**** Records shown
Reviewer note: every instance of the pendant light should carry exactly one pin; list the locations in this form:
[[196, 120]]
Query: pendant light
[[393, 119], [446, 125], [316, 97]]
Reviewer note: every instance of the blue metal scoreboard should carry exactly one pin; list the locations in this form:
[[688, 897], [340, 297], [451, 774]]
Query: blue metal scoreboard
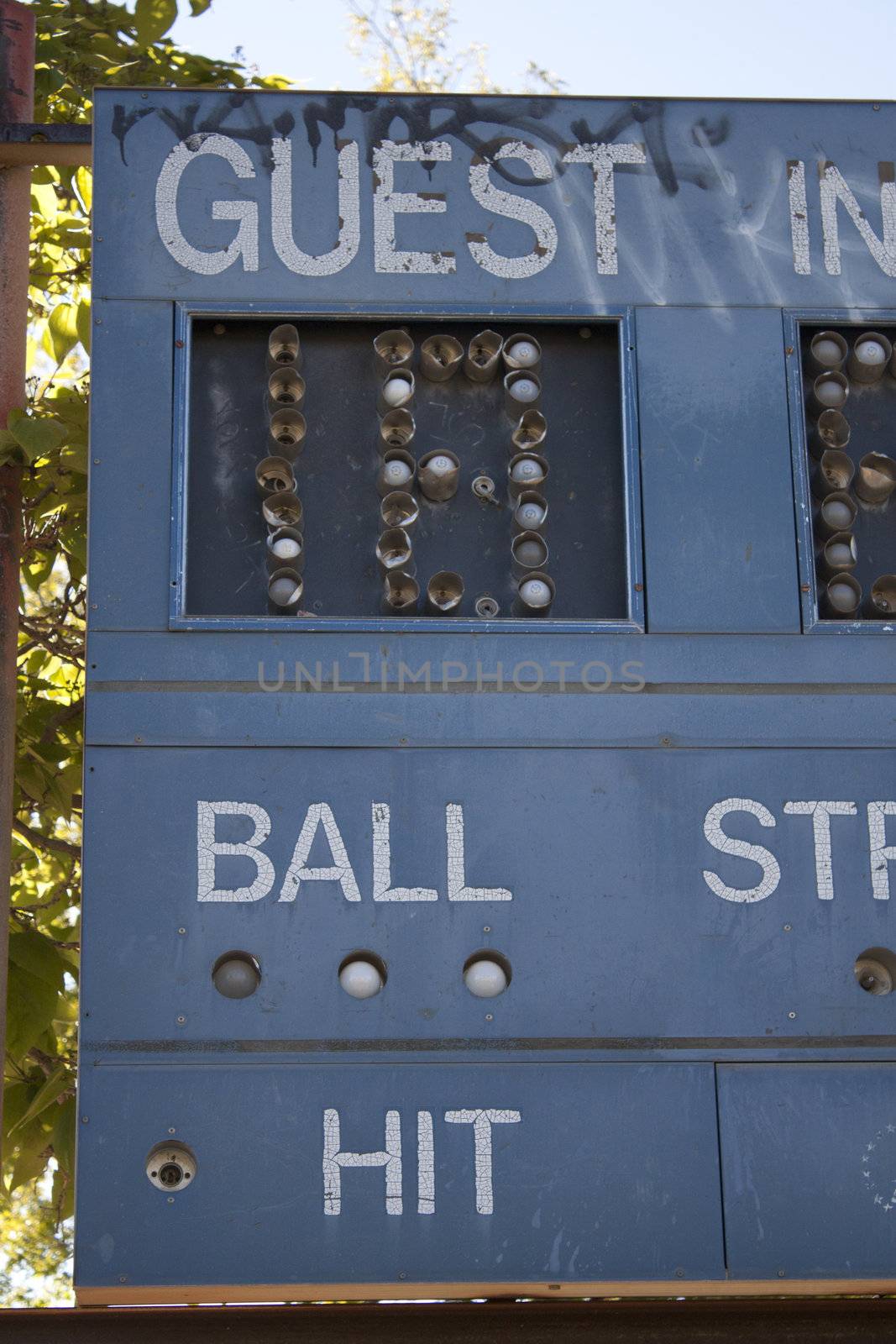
[[490, 793]]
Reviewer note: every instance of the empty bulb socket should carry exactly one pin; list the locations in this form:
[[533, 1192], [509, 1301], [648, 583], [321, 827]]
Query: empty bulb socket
[[401, 593], [282, 510], [443, 593], [833, 474], [876, 477], [396, 429], [392, 349], [273, 476], [394, 551], [441, 356], [286, 387], [288, 429], [284, 347], [530, 432], [483, 356]]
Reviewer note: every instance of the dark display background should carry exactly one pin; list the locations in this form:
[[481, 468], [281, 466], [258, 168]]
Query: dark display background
[[336, 472]]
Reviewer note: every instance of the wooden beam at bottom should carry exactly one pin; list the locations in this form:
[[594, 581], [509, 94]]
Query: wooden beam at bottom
[[685, 1321], [139, 1294]]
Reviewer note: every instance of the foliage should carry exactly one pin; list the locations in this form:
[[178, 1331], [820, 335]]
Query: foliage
[[80, 44], [407, 49]]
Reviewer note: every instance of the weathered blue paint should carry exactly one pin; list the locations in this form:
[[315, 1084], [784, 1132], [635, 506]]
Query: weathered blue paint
[[571, 1200], [715, 463], [586, 756], [808, 1169]]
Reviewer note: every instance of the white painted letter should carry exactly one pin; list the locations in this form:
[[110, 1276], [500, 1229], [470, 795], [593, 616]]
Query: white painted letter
[[389, 203], [882, 853], [799, 215], [246, 212], [513, 207], [335, 1160], [349, 213], [458, 889], [425, 1163], [602, 159], [835, 188], [483, 1121], [821, 815], [207, 848], [725, 844], [383, 889], [342, 871]]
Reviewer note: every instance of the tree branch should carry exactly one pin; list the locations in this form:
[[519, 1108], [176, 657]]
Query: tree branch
[[53, 843]]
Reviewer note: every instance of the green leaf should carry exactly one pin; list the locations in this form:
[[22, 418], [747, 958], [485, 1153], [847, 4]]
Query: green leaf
[[35, 954], [53, 1088], [62, 331], [83, 187], [63, 1135], [35, 434], [29, 1159], [45, 201], [16, 1099], [31, 1008], [82, 322], [154, 19]]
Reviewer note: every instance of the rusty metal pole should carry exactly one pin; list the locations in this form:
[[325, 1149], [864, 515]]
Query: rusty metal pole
[[16, 104]]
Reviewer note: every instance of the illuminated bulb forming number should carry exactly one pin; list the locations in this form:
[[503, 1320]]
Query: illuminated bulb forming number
[[281, 506]]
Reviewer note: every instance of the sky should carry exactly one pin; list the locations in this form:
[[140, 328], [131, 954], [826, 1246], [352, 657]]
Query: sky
[[739, 49]]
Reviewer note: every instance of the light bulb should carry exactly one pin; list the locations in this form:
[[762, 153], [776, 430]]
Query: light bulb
[[523, 354], [828, 353], [485, 979], [837, 514], [531, 554], [439, 465], [535, 593], [286, 549], [530, 515], [524, 390], [396, 391], [871, 353], [360, 979], [527, 470], [842, 597], [396, 474], [235, 978], [829, 393], [284, 591], [839, 554]]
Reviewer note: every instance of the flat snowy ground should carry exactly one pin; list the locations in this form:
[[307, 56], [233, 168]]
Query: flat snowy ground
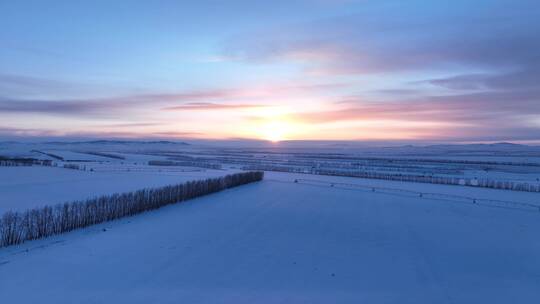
[[22, 188], [281, 242]]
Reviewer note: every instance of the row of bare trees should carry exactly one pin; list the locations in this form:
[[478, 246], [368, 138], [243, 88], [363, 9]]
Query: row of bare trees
[[17, 227]]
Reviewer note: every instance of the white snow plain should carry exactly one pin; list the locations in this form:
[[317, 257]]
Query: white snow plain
[[283, 242]]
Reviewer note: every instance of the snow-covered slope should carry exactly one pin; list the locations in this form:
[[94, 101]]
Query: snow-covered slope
[[282, 242]]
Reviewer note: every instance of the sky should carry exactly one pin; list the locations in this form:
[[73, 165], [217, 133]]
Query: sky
[[366, 70]]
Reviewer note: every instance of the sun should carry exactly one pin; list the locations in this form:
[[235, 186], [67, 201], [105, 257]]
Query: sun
[[276, 131]]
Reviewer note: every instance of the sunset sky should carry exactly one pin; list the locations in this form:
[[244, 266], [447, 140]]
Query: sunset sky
[[456, 71]]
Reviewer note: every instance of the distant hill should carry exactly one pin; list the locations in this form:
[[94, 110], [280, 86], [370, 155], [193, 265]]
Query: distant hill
[[117, 142]]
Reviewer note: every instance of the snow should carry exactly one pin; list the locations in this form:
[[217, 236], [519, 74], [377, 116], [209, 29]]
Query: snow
[[283, 242], [22, 188]]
********
## What to work on
Recast the stretch of rows that opens with the line containing "Reviewer note: every instance of the blue" and closes with the line containing "[[490, 793]]", both lines included, as a JSON list of strings with one string per line. Leave out blank lines and pictures.

## Solution for this task
[
  "Reviewer note: every instance of the blue metal scoreboard should carry exactly one pin; list the locations in this form:",
  "[[688, 897], [340, 297], [451, 774]]",
  "Query: blue metal scoreboard",
  "[[490, 793]]"
]